<<<<

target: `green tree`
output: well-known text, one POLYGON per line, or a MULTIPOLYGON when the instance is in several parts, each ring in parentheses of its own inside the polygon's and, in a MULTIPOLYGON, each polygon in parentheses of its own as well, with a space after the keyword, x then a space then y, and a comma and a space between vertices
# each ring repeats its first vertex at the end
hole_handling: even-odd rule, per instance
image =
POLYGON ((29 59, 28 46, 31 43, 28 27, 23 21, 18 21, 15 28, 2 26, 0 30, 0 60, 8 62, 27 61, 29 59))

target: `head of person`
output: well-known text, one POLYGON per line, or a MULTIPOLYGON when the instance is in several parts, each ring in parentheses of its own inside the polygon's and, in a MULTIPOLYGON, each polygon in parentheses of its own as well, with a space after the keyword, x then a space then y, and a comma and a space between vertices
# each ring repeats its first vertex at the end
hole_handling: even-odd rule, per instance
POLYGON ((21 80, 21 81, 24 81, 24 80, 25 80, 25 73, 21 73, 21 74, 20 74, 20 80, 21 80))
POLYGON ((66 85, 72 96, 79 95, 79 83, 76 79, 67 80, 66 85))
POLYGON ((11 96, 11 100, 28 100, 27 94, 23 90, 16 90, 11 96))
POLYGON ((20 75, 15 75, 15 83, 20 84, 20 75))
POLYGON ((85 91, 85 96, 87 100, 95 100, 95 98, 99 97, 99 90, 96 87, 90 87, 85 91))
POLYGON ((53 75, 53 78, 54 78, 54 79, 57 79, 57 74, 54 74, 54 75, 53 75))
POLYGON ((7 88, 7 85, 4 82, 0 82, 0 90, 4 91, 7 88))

>>>>

WHAT YOU HAVE TO DO: Reproduce the lines of every record above, substituting "nonzero winding rule" for "even-odd rule" wherever it occurs and keeping all other text identical.

FINISHED EXERCISE:
target: `green tree`
output: well-known text, one POLYGON per line, or a MULTIPOLYGON when the instance is in several parts, each ring in parentheses of its own inside the polygon's and, in a MULTIPOLYGON, each polygon in parentheses of its own as well, with a space after the keyword, x then a space then y, and a comma and a space between vertices
# each ring repeats its first vertex at the end
hole_handling: nonzero winding rule, per instance
image =
POLYGON ((29 59, 28 46, 31 43, 28 27, 23 21, 18 21, 15 28, 2 26, 0 30, 0 60, 8 62, 27 61, 29 59))

target: `head of person`
output: well-known text, one POLYGON per line, or a MULTIPOLYGON when the instance is in several parts, each ring in parentheses of its own inside the polygon's and, in a MULTIPOLYGON, each polygon in parentheses of its own as well, with a space after the keyword, x then a space then y, and a comma and a space between vertices
# each ring repeats its first vertex at the end
hole_handling: nonzero winding rule, per instance
POLYGON ((21 80, 21 81, 24 81, 24 80, 25 80, 25 73, 21 73, 21 74, 20 74, 20 80, 21 80))
POLYGON ((66 85, 72 96, 79 95, 79 83, 76 79, 67 80, 66 85))
POLYGON ((11 96, 11 100, 28 100, 27 94, 23 90, 16 90, 11 96))
POLYGON ((20 75, 15 75, 15 83, 20 84, 20 75))
POLYGON ((85 91, 85 96, 87 100, 95 100, 95 98, 99 97, 99 90, 96 87, 90 87, 85 91))
POLYGON ((53 75, 53 78, 54 78, 54 79, 57 79, 57 74, 54 74, 54 75, 53 75))
POLYGON ((7 88, 7 85, 4 82, 0 82, 0 90, 4 91, 7 88))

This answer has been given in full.